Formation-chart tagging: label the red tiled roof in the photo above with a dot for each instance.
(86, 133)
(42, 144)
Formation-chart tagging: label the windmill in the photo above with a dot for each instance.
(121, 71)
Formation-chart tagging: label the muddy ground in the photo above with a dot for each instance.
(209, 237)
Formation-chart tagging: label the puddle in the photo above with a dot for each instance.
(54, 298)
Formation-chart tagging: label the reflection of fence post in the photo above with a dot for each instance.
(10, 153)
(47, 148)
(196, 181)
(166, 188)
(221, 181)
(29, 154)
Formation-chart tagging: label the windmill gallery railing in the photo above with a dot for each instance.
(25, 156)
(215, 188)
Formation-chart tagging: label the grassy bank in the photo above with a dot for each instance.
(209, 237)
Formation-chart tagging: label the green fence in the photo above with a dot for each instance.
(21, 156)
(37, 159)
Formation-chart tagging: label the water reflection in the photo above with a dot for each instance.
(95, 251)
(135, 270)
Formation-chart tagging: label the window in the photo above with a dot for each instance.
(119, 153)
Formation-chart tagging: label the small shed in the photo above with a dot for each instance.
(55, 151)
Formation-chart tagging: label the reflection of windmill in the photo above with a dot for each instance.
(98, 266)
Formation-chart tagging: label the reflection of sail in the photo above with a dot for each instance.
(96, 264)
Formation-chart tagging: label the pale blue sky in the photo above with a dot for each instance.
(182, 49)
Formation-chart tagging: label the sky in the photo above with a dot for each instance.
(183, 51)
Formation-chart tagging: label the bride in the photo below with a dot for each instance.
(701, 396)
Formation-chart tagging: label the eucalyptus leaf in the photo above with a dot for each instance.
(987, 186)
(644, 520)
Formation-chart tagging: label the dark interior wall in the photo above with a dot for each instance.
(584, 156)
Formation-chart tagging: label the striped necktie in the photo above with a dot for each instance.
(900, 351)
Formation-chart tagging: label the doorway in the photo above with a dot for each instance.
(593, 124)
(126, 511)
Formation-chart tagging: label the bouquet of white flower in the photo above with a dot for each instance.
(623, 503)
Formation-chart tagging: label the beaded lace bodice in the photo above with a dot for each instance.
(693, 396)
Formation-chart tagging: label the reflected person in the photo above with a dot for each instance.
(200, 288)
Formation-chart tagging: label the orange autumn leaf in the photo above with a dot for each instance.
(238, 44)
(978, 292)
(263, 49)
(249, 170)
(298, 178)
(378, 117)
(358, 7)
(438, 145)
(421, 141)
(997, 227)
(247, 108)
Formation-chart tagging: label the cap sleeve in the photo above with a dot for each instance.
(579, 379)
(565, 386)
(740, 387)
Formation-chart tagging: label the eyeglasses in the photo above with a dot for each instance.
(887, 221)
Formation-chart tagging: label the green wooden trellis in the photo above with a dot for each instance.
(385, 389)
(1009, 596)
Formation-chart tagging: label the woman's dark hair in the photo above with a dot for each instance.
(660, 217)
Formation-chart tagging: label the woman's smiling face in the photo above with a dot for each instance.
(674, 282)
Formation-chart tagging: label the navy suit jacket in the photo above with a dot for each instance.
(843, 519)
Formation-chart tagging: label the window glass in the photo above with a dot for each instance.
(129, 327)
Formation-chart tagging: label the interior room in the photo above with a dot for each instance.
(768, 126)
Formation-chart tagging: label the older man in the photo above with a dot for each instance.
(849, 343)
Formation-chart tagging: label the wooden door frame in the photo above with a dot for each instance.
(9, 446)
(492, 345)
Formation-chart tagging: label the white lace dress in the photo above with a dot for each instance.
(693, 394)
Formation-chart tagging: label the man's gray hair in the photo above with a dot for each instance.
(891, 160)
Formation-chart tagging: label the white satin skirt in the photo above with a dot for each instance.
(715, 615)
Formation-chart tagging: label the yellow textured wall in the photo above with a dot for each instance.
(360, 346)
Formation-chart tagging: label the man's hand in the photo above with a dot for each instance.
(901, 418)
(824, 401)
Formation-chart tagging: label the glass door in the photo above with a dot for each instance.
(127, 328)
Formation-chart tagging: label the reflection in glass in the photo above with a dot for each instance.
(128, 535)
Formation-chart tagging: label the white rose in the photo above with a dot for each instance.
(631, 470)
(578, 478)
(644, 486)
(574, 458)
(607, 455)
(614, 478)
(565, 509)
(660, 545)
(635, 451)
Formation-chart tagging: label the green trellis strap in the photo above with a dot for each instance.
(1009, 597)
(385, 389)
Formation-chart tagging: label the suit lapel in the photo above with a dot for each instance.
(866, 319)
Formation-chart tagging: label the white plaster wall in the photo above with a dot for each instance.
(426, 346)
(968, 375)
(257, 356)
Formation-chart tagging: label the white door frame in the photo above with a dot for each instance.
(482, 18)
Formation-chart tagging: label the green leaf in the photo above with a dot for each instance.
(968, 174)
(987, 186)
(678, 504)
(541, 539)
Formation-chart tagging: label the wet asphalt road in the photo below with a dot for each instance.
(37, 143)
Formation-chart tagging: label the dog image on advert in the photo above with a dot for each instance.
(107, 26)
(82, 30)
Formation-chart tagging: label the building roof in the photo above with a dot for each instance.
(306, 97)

********************

## TASK INSTRUCTIONS
Give the entries once more, exactly as they appear.

## SOLUTION TO THIS EXERCISE
Formation-chart tagging: label the red tiled roof in the photo above with a dot for each instance.
(86, 133)
(42, 144)
Formation-chart tagging: label the windmill in the photo above with a dot for each instance.
(121, 71)
Formation-chart tagging: label the muddy ground in the photo above with a dot for each instance.
(209, 237)
Formation-chart tagging: label the puddle in the photo above with a dot for each instance.
(54, 298)
Formation-chart tagging: label the reflection of fence post in the photo above with a dot for each instance.
(10, 153)
(47, 148)
(196, 181)
(166, 188)
(221, 181)
(29, 154)
Formation-chart tagging: label the windmill gallery railing in the photo above with a dot for each instance.
(25, 156)
(215, 188)
Formation-chart tagging: label the grassy bank in the photo above with a dot for each instance.
(209, 237)
Formation-chart tagging: label the green fence in the photo above with a dot for each instance.
(21, 156)
(37, 159)
Formation-chart tagging: label the water reflection in the photo above with a dot for each instance.
(95, 251)
(135, 270)
Formation-chart tagging: label the window in the photo above with a dot for each instance.
(119, 153)
Formation-chart tagging: label the small shed in the photo above with a dot for each instance.
(55, 151)
Formation-chart tagging: label the reflection of windmill in the photo above with a dot for each instance.
(98, 266)
Formation-chart tagging: label the reflection of sail in the photo above with a dot for each instance.
(96, 264)
Formation-chart tagging: label the pale blue sky in the photo above with a dot for each instance.
(182, 49)
Formation-chart tagging: label the sky in the photo above with a dot for each instance.
(183, 51)
Formation-chart tagging: label the bride in the photo below with a dot for each instance.
(701, 396)
Formation-chart tagging: label the eucalyptus leaf in the photo above with a dot for each instance.
(987, 186)
(644, 520)
Formation-chart tagging: label the dark interior wall in the photo above with a dot for each instance.
(584, 156)
Formation-chart tagging: label the striped necktie in the photo above with a dot for each instance.
(900, 351)
Formation-chart tagging: label the doorway in the photo above with a dot for each instance.
(593, 124)
(126, 511)
Formation-chart tagging: label the bouquet of white flower in the photo above with a dot for each instance.
(623, 503)
Formation-chart tagging: label the beaded lace bodice in the photo above with a dot for each instance.
(693, 396)
Formation-chart tagging: label the reflected person in the photo above with a dot for each instance.
(200, 288)
Formation-chart tagging: label the orange autumn leaf in the photo above with a dot for each instance.
(238, 44)
(978, 292)
(263, 49)
(249, 170)
(298, 178)
(378, 117)
(358, 7)
(438, 145)
(421, 141)
(997, 227)
(247, 108)
Formation-chart tagging: label the cap sleeve in the photo above with a dot for each instance.
(579, 379)
(565, 386)
(740, 387)
Formation-chart tagging: label the eyeglasses in the photo above with a dot for each instance.
(887, 221)
Formation-chart tagging: label the green wooden trellis in the photo above with a dot for each instance.
(385, 389)
(1009, 596)
Formation-chart tagging: label the woman's dark hair in the photo above with a dot for each instance.
(660, 217)
Formation-chart tagging: label the woman's smiling face in the photo above with a dot for each instance.
(674, 282)
Formation-chart tagging: label the navy suit jacket in the photo above with a dot for each instance.
(843, 519)
Formation-chart tagging: label the window glass in the photo above with a dot for each instance.
(129, 327)
Formation-chart tagging: label the interior room in the photo above with a dot for each instance.
(768, 126)
Formation-chart tagging: label the older man in the photo above with a dot for each instance.
(849, 343)
Formation-chart tagging: label the wooden door frame in the photo above with a dot for each instance.
(9, 446)
(492, 345)
Formation-chart tagging: label the white lace dress in the photo above with a dot for each instance.
(693, 394)
Formation-chart tagging: label the man's gray hair in the photo above with a dot for each instance.
(891, 160)
Formation-chart tagging: label the white satin skirt in the photo above with a dot for each instance.
(715, 615)
Formation-chart tagging: label the yellow textured wall in the photo above with a dot for each instance.
(360, 346)
Formation-chart tagging: label the man's hand in the photo above with a dot for each instance.
(901, 418)
(824, 401)
Formation-chart tagging: label the glass door in the photo above with a dot for each instance.
(127, 328)
Formation-chart tagging: label the reflection in glass in the photo above with a dot for each instance.
(128, 535)
Formation-chart tagging: label the white rose in the photo above with a dot for each instance.
(631, 470)
(578, 478)
(644, 486)
(574, 458)
(607, 455)
(614, 478)
(565, 509)
(660, 545)
(635, 451)
Formation-chart tagging: label the green trellis strap in the photo above with a dot for each instance.
(1009, 597)
(385, 389)
Formation-chart tagging: label the suit lapel in the photo above with a dot for each instance.
(866, 319)
Formation-chart tagging: label the white plaster wall in the photo above with a dot for each instance.
(426, 346)
(968, 375)
(257, 356)
Formation-chart tagging: label the white door frame in the photo above with a dot for each instance.
(482, 18)
Formation-chart tagging: label the green leaf in the photo above with a dot for each instance.
(968, 174)
(987, 186)
(678, 504)
(541, 539)
Formation-chart tagging: label the wet asphalt road in the photo below with a dot for each instance.
(37, 143)
Formation-chart tagging: label the dog image on advert in the photo above with a dot for each instance.
(107, 26)
(82, 30)
Formation-chart tagging: label the building roof in the photo above with a dot for each instance.
(306, 97)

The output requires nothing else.